> [Task]
Rescale the material below by copying every line, requests included, with each coordinate in the answers multiplied by 0.85 and rounded to a whole number, halves rounded up. Leave the pictures out of your copy.

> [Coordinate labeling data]
.....
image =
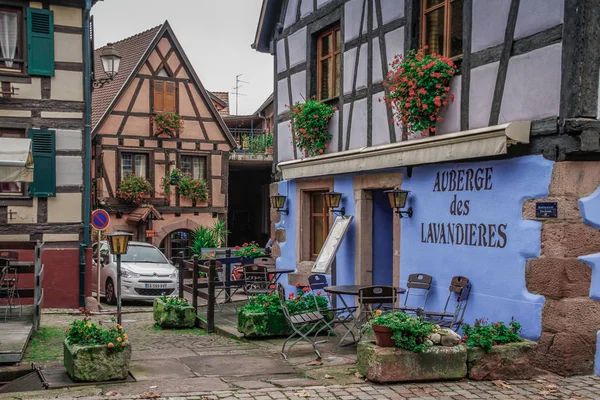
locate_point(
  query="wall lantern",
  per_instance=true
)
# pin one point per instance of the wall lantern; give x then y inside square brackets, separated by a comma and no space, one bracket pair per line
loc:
[111,60]
[119,243]
[277,202]
[397,199]
[332,201]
.....
> [Full output]
image =
locate_point(
  query="wall lantern",
  per_instance=true
)
# pin one point per instance of the wall lantern; give x then y inside square brackets, separated by a comma and no space, one bracket pair per line
loc:
[94,51]
[101,207]
[235,172]
[337,169]
[282,171]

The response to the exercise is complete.